» **Task description**
Your task is to print all of the data below exactly, with no pictures included.
══ Supplied material ══
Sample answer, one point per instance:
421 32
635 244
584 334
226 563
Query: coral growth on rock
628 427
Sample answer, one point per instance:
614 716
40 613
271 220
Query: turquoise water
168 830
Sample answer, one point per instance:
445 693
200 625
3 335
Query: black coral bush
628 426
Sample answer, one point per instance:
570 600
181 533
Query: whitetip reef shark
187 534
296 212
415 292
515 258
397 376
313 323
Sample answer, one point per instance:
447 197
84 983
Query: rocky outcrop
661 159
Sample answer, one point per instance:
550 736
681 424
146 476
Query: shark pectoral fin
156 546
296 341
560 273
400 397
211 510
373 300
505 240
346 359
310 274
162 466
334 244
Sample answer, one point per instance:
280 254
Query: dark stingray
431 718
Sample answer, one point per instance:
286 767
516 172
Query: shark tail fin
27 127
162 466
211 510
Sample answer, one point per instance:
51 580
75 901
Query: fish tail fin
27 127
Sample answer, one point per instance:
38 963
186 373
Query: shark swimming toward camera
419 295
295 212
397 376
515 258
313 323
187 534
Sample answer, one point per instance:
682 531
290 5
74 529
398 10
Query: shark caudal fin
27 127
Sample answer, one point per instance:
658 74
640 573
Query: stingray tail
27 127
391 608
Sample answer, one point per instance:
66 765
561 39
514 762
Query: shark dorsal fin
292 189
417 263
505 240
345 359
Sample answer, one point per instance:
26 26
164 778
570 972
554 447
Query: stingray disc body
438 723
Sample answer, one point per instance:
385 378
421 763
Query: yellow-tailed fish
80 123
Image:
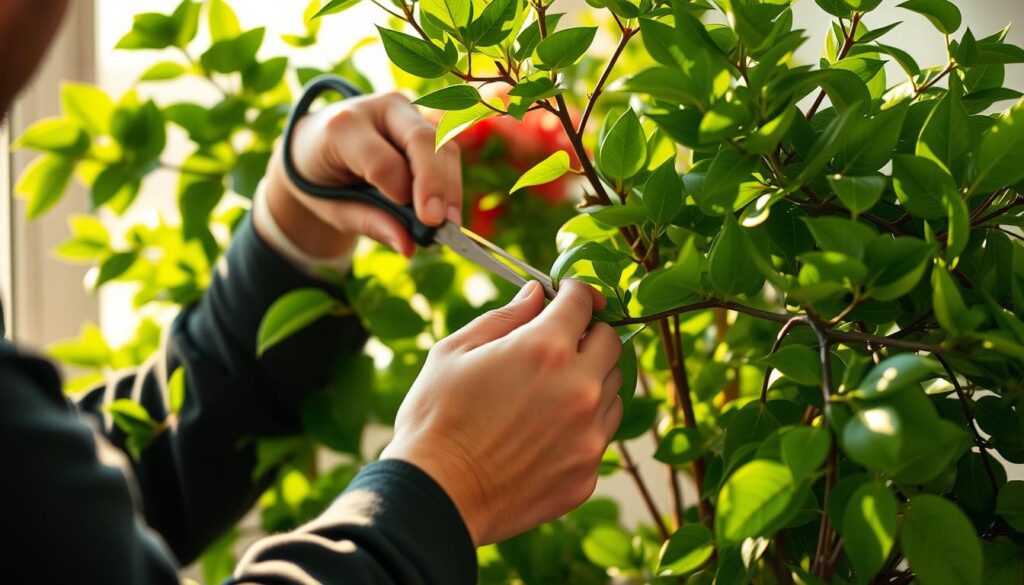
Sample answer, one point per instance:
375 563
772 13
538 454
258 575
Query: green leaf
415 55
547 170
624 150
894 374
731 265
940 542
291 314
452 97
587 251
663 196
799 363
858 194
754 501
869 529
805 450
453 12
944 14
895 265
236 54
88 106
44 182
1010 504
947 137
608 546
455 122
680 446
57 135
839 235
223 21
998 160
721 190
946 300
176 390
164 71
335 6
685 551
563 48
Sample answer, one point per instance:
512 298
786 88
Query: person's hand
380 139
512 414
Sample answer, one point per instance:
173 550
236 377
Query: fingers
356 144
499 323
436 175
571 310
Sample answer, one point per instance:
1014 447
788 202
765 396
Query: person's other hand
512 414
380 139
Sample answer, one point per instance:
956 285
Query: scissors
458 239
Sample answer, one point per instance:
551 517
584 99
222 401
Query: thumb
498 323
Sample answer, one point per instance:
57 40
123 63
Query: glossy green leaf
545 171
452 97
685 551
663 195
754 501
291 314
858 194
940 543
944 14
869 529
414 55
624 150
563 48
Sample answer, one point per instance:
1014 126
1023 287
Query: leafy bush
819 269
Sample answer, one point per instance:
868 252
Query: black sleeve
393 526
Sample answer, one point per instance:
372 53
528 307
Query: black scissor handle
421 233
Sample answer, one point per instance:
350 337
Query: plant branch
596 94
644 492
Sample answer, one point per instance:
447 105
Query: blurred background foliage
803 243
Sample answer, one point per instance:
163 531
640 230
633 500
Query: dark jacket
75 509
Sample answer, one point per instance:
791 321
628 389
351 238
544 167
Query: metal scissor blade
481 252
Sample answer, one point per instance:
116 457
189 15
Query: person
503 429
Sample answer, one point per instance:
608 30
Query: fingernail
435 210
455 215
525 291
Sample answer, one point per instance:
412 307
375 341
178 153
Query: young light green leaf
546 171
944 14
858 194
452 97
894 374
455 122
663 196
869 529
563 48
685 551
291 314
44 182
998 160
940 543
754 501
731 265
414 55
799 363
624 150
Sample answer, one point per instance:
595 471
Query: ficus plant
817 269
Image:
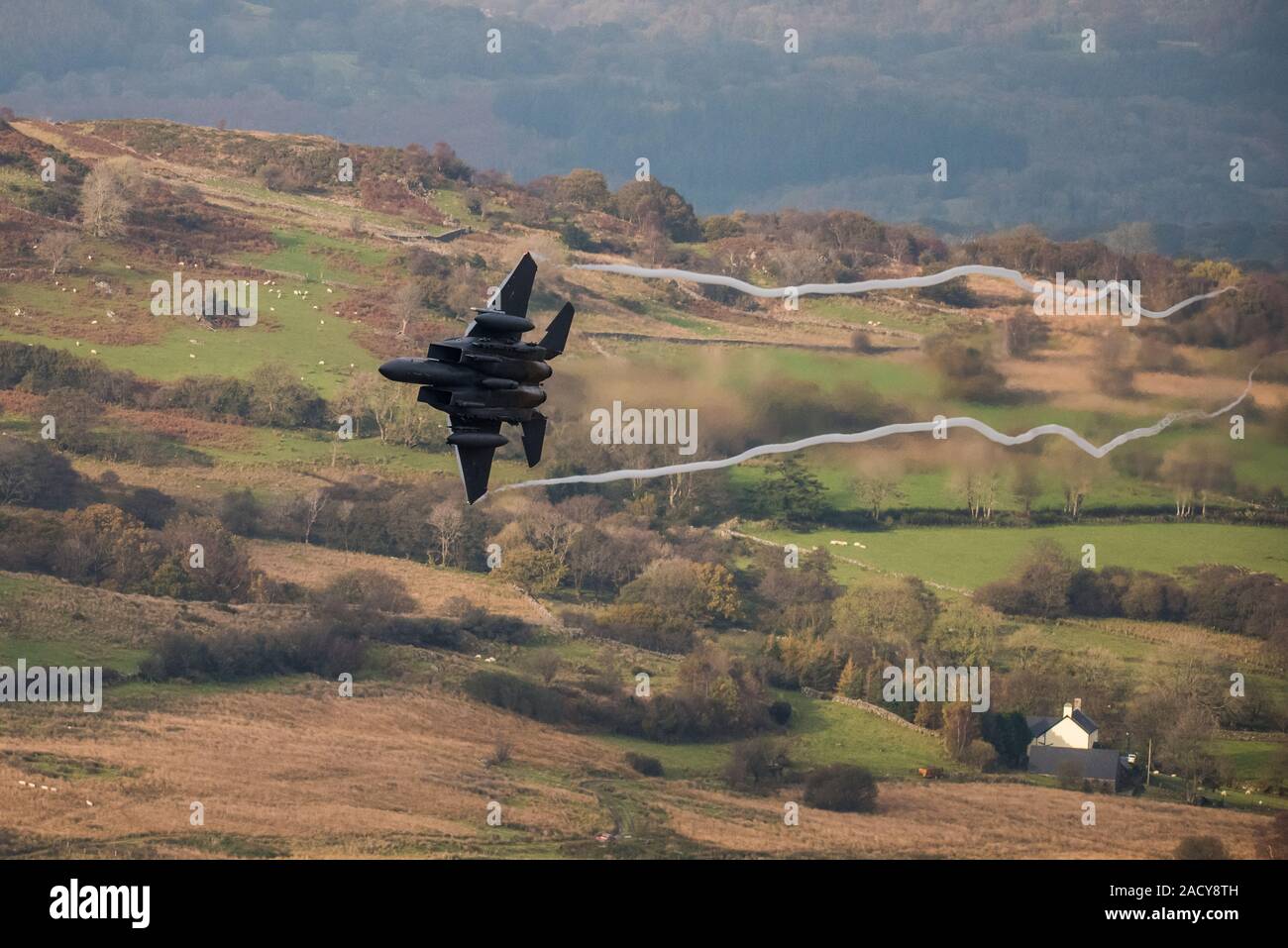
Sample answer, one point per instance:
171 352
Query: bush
═══
» **Solution for this exercise**
Sample answer, one point per instance:
421 32
635 244
584 334
226 563
Query: coral growth on rock
628 427
Sample answer, one point per instance:
614 716
40 613
271 220
Query: turquoise water
168 830
Sample answer, one point per instance:
445 693
200 625
3 335
Query: black coral bush
628 426
Sample answer, one point per instance:
570 600
181 533
Query: whitetip reef shark
187 534
296 212
415 292
515 258
397 376
313 323
Sample answer, one point per instance:
447 197
84 983
Query: rocky outcrop
661 159
Sample answer, one point per instance:
550 736
681 424
146 476
Query: shark pectoral fin
156 546
296 341
560 273
400 397
211 510
373 300
505 240
346 359
310 274
162 466
334 244
Sample answer, one point per instance:
280 254
Query: dark stingray
431 718
Sample answer, one point per instance:
286 767
516 172
Query: shark tail fin
27 127
162 466
211 510
Sample answer, one point per instance:
51 580
75 901
Query: fish tail fin
27 127
Sample answer, one point per instance:
38 963
186 373
Query: shark swimming toward camera
419 295
295 212
397 376
515 258
313 323
187 534
Sample answer, one point per instance:
682 531
290 5
74 529
398 10
Query: shark caudal fin
27 127
Sample answer, one point per instance:
658 74
640 573
Query: stingray tail
27 127
391 608
Sample answer, one point per instance:
66 765
561 39
514 762
Query: shark dorsal fin
292 189
417 263
505 240
345 359
Sample answer, one point per instance:
26 26
164 778
570 972
554 447
Query: stingray disc body
438 723
Sample answer, one point per instance:
385 378
421 763
Query: yellow-tailed fish
80 123
Image:
Sample answer, one point per instance:
375 563
772 13
538 454
258 575
Query: green leaf
415 55
547 170
624 150
894 374
731 265
940 542
291 314
452 97
587 251
663 196
799 363
858 194
754 501
869 529
805 450
453 12
944 14
895 265
236 54
88 106
44 182
1010 504
947 137
608 546
455 122
680 446
57 135
839 235
223 21
998 160
721 190
946 300
176 390
164 71
335 6
685 551
563 48
Sample answer, one point per instance:
512 298
786 88
Query: person's hand
380 139
512 414
Sample answer, one point per instance:
173 550
236 377
Query: fingers
356 144
499 323
436 175
571 310
Sample answer, one point per instance:
1014 447
788 202
765 396
Query: person's other hand
512 414
380 139
Sample answer, one point per instance:
956 285
Query: scissors
458 239
Sample answer, one point per instance:
551 517
584 99
222 401
Query: thumb
498 323
Sample answer, one point per instance:
57 40
123 63
Query: glossy green leaf
545 171
452 97
685 551
663 195
754 501
291 314
858 194
940 543
944 14
869 529
414 55
624 150
563 48
Sample answer, one point per instance:
1014 126
1023 287
Query: leafy bush
819 269
Sample answer, one point per instance:
868 252
Query: black sleeve
393 526
Sample answer, one point per instance:
372 53
528 307
Query: black scissor handle
421 233
Sample answer, one point per instance:
350 337
Query: plant branch
596 94
644 492
Sample answer, one point per instance:
447 105
Query: blurred background foliage
803 243
Sample answer, one point per instance:
163 531
640 230
633 500
Query: dark jacket
75 509
Sample answer, one point per instance:
791 321
628 389
351 238
544 167
Query: metal scissor blade
481 252
Sample answer, one point per instance:
116 457
189 15
Query: person
503 429
Sample answer, one point per instance:
608 30
Query: fingernail
435 210
455 215
525 291
Sample answer, one point per instance:
412 307
375 341
178 153
Query: young light green leaf
546 171
944 14
858 194
452 97
894 374
455 122
663 196
869 529
563 48
685 551
291 314
44 182
998 160
940 543
754 501
731 265
414 55
799 363
624 150
Sample answer, one point per instance:
595 471
Query: ficus plant
817 269
Image:
Sample answer, one point per instance:
171 352
Query: bush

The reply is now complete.